TASK INSTRUCTIONS> Put every line of the data below into a numbered list, skipping blank lines. Leave out the pictures.

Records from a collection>

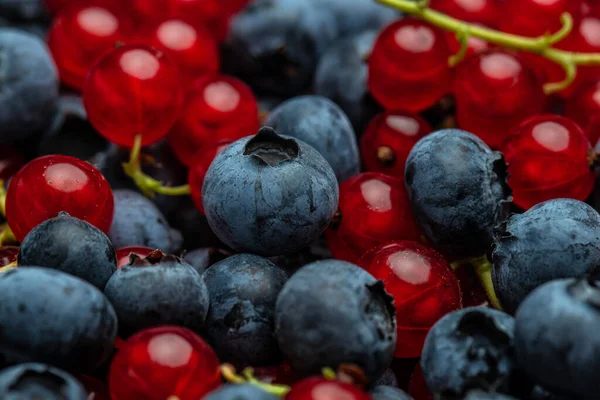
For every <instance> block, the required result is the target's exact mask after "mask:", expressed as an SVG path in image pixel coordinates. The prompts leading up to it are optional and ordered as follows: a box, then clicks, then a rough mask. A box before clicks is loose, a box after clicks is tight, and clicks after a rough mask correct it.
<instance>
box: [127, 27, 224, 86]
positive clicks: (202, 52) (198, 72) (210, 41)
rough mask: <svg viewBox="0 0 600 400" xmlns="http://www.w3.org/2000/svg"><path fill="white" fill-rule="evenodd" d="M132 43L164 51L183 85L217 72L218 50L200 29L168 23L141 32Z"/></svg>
mask: <svg viewBox="0 0 600 400" xmlns="http://www.w3.org/2000/svg"><path fill="white" fill-rule="evenodd" d="M132 42H135V43H140V44H146V45H149V46H153V47H155V48H157V49H159V50H161V51H164V52H165V54H166V55H167V57H169V59H170V60H171V61H173V62H174V63H175V64H177V67H178V68H179V70H180V72H181V75H180V77H181V79H182V82H183V83H184V84H186V85H187V84H190V83H192V82H193V81H194V80H196V79H198V78H200V77H202V76H203V75H205V74H208V73H214V72H217V71H218V70H219V50H218V47H217V42H216V40H215V39H214V38H213V36H212V35H211V34H210V33H209V32H208V31H206V30H205V29H204V28H203V27H202V26H201V25H197V24H196V25H192V24H190V23H188V22H185V21H184V20H181V19H168V20H165V21H162V22H160V23H158V24H150V26H148V27H145V28H141V30H140V32H139V33H138V34H137V35H136V38H135V39H133V40H132Z"/></svg>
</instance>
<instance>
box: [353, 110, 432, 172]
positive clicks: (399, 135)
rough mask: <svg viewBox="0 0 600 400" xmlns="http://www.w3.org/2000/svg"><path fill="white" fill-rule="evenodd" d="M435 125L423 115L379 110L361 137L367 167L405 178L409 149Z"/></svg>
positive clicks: (375, 170) (367, 170)
mask: <svg viewBox="0 0 600 400" xmlns="http://www.w3.org/2000/svg"><path fill="white" fill-rule="evenodd" d="M431 131H432V129H431V127H430V126H429V124H428V123H427V121H425V120H424V119H423V118H421V117H419V116H418V115H416V114H413V113H410V112H405V111H387V112H384V113H381V114H378V115H376V116H375V118H373V120H372V121H371V122H370V123H369V125H368V126H367V129H366V130H365V133H364V134H363V136H362V138H361V143H360V150H361V155H362V160H363V164H364V166H365V168H366V170H367V171H373V172H382V173H385V174H388V175H392V176H396V177H398V178H401V179H404V165H405V164H406V159H407V158H408V153H410V150H411V149H412V147H413V146H414V145H415V143H417V141H418V140H419V139H421V138H422V137H423V136H425V135H427V134H428V133H431Z"/></svg>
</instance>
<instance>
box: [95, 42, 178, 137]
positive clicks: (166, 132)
mask: <svg viewBox="0 0 600 400" xmlns="http://www.w3.org/2000/svg"><path fill="white" fill-rule="evenodd" d="M83 102H84V105H85V109H86V111H87V116H88V119H89V121H90V123H91V124H92V125H93V126H94V128H96V129H97V130H98V132H100V134H102V136H104V137H105V138H107V139H108V140H110V141H111V142H113V143H116V144H119V145H121V146H128V147H131V146H132V145H133V143H134V140H135V137H136V135H142V145H148V144H151V143H154V142H156V141H157V140H159V139H161V138H162V137H164V136H165V135H166V134H167V132H168V131H169V129H171V128H172V127H173V125H174V124H175V121H176V120H177V118H178V117H179V114H180V111H181V107H182V102H183V89H182V86H181V84H180V80H179V72H178V69H177V66H176V65H175V64H173V63H172V62H171V61H170V60H169V59H168V58H166V57H165V56H164V54H163V53H161V52H160V51H158V50H155V49H153V48H150V47H146V46H139V45H135V46H122V47H120V48H118V49H116V50H114V51H112V52H111V53H109V54H107V55H106V56H104V57H103V58H102V59H101V60H100V61H99V62H98V63H97V64H96V65H95V66H94V67H93V68H92V69H91V71H90V73H89V75H88V77H87V80H86V82H85V85H84V89H83Z"/></svg>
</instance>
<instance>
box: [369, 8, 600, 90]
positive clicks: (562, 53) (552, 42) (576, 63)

OUTPUT>
1. For every <instance> block, the required result is the target's exact mask after "mask:", expressed as an SVG path in image pixel coordinates. The prompts leading up to it are optional and ordered as follows: a box, then clicks, then a rough mask. A box before clicks is loose, a box after clicks is tight, and clicks after a rough mask correct it.
2. <instance>
3. box: [127, 27, 224, 86]
4. positive clicks: (202, 52) (198, 72) (210, 41)
5. rough mask: <svg viewBox="0 0 600 400" xmlns="http://www.w3.org/2000/svg"><path fill="white" fill-rule="evenodd" d="M132 43L164 51L183 85L217 72L218 50L200 29L168 23L141 32Z"/></svg>
6. mask: <svg viewBox="0 0 600 400" xmlns="http://www.w3.org/2000/svg"><path fill="white" fill-rule="evenodd" d="M132 42H135V43H140V44H146V45H149V46H153V47H155V48H157V49H159V50H161V51H164V52H165V54H166V55H167V57H169V59H170V60H171V61H173V62H174V63H175V64H177V67H178V68H179V70H180V72H181V75H180V77H181V79H182V82H183V83H184V84H186V85H187V84H190V83H192V82H193V81H194V80H196V79H198V78H200V77H202V76H203V75H205V74H208V73H214V72H217V71H218V70H219V50H218V47H217V42H216V40H215V39H214V38H213V36H212V35H211V34H210V33H209V32H208V31H206V30H205V29H204V28H203V27H202V26H201V25H197V24H196V25H192V24H190V23H188V22H185V21H184V20H181V19H168V20H165V21H162V22H160V23H158V24H150V26H148V27H145V28H141V30H140V32H139V33H138V34H137V35H136V38H135V39H133V40H132Z"/></svg>
7. </instance>
8. <instance>
9. box: [353, 110, 432, 172]
10. positive clicks: (399, 135)
11. rough mask: <svg viewBox="0 0 600 400" xmlns="http://www.w3.org/2000/svg"><path fill="white" fill-rule="evenodd" d="M435 125L423 115L379 110L361 137L367 167L405 178L409 149Z"/></svg>
12. positive clicks: (375, 170) (367, 170)
13. mask: <svg viewBox="0 0 600 400" xmlns="http://www.w3.org/2000/svg"><path fill="white" fill-rule="evenodd" d="M431 131H432V129H431V127H430V126H429V124H428V123H427V121H425V120H424V119H423V118H421V117H419V116H418V115H416V114H413V113H410V112H405V111H387V112H384V113H381V114H378V115H376V116H375V118H373V120H372V121H371V122H370V123H369V125H368V126H367V129H366V130H365V133H364V134H363V136H362V138H361V143H360V150H361V155H362V160H363V164H364V166H365V168H366V170H367V171H373V172H382V173H385V174H388V175H392V176H396V177H398V178H401V179H404V165H405V164H406V159H407V158H408V153H410V150H411V149H412V147H413V146H414V145H415V143H417V141H418V140H419V139H421V138H422V137H423V136H425V135H427V134H428V133H431Z"/></svg>
14. </instance>
15. <instance>
16. box: [95, 42, 178, 137]
17. positive clicks: (166, 132)
18. mask: <svg viewBox="0 0 600 400" xmlns="http://www.w3.org/2000/svg"><path fill="white" fill-rule="evenodd" d="M83 102H84V105H85V109H86V111H87V116H88V119H89V121H90V123H91V124H92V125H93V126H94V128H96V129H97V130H98V132H100V134H102V136H104V137H105V138H107V139H108V140H110V141H111V142H113V143H116V144H119V145H121V146H128V147H131V146H132V145H133V143H134V140H135V137H136V135H142V145H148V144H151V143H154V142H156V141H157V140H159V139H161V138H162V137H164V136H165V135H166V134H167V132H168V131H169V129H171V128H172V127H173V125H174V124H175V121H176V120H177V118H178V117H179V114H180V111H181V107H182V102H183V89H182V86H181V84H180V80H179V72H178V69H177V66H176V65H175V64H173V63H172V62H171V61H170V60H169V59H168V58H166V57H165V56H164V54H163V53H161V52H160V51H158V50H155V49H153V48H150V47H146V46H139V45H135V46H122V47H120V48H118V49H116V50H114V51H112V52H111V53H109V54H107V55H106V56H104V57H103V58H102V59H101V60H100V61H99V62H98V63H97V64H96V65H95V66H94V67H93V68H92V69H91V71H90V73H89V75H88V77H87V80H86V82H85V85H84V89H83Z"/></svg>
19. </instance>
20. <instance>
21. box: [369, 8, 600, 90]
22. positive clicks: (562, 53) (552, 42) (576, 63)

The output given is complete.